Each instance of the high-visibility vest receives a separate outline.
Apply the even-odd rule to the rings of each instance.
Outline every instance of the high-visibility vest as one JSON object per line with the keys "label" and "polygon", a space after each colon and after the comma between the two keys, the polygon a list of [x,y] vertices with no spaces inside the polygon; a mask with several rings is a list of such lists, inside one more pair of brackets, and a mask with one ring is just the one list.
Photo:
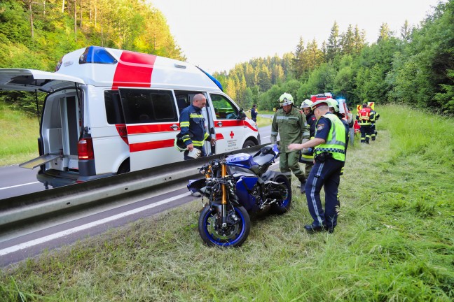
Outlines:
{"label": "high-visibility vest", "polygon": [[324,117],[329,119],[331,127],[324,143],[315,147],[315,155],[329,152],[333,158],[340,161],[345,161],[345,127],[340,120],[333,114],[326,114]]}

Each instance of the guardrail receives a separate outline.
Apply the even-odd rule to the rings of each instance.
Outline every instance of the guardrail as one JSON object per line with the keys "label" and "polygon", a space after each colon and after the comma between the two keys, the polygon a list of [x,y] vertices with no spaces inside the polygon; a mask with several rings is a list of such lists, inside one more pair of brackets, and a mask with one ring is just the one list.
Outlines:
{"label": "guardrail", "polygon": [[[263,144],[226,154],[256,152]],[[190,161],[99,178],[86,182],[57,187],[47,191],[2,199],[0,202],[0,227],[5,229],[18,223],[62,213],[68,213],[82,207],[113,202],[125,194],[149,191],[175,182],[202,177],[198,168],[219,154]]]}

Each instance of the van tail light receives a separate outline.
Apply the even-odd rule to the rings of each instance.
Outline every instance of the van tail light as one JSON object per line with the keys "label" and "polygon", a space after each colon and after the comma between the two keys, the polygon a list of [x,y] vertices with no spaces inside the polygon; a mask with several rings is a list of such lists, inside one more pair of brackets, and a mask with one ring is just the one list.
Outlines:
{"label": "van tail light", "polygon": [[79,159],[95,159],[92,138],[81,138],[77,144],[77,153]]}

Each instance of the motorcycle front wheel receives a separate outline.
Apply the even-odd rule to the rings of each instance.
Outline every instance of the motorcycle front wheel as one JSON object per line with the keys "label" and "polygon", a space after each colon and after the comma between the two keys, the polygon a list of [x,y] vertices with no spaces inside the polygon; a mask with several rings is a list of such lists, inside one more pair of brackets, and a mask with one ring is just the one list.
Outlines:
{"label": "motorcycle front wheel", "polygon": [[[279,174],[273,178],[273,180],[283,184],[287,187],[287,196],[283,196],[282,200],[271,205],[273,212],[276,214],[284,214],[290,209],[291,205],[291,187],[287,178],[283,174]],[[285,197],[285,198],[284,198]]]}
{"label": "motorcycle front wheel", "polygon": [[203,208],[199,217],[199,233],[208,246],[239,247],[247,238],[250,229],[249,214],[242,206],[230,207],[224,227],[221,213],[209,206]]}

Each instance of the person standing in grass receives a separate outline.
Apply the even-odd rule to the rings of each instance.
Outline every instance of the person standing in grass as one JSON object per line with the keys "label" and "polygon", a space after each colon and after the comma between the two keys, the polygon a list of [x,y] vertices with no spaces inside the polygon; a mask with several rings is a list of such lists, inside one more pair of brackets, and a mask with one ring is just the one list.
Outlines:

What this task involves →
Return the lines above, from the one containing "Each instance of the motorcycle" to the end, exactly as they stand.

Response for this exercise →
Each instance of the motorcycle front wheel receives a separate outline.
Apply the even-odd rule to the rings of each instance.
Outline every instance of the motorcycle front wheel as one JSON object per line with the keys "label" and "polygon", a space after each colon and after the comma between the two keys, the polygon a list of [x,y] vertices with no spaces inside the polygon; a mask with several rings is a list of such lists, inside one more pair of brackets, and a mask with one ring is just the one list.
Outlines:
{"label": "motorcycle front wheel", "polygon": [[[279,174],[273,178],[273,180],[283,184],[287,187],[287,196],[283,196],[282,200],[271,205],[273,212],[276,214],[284,214],[290,209],[291,205],[291,187],[287,178],[283,174]],[[285,197],[285,198],[284,198]]]}
{"label": "motorcycle front wheel", "polygon": [[203,208],[199,217],[199,233],[208,246],[239,247],[247,238],[250,229],[249,214],[242,206],[230,207],[224,227],[221,213],[209,206]]}

Each instance of the person standing in grass receives a separate outline.
Apply the even-odd rule to the rings of each instance.
Outline every instance of the person standing in grass as one JSON object per line with the keys "label" and "polygon", a space after each colon and after the comma between the two keys, the polygon a list of [x,y] vertices with no spaces inside the polygon; a mask with several rings is a list of such lists, inside one more pair of brackets, and a mask with one ring is just the one list.
Outlines:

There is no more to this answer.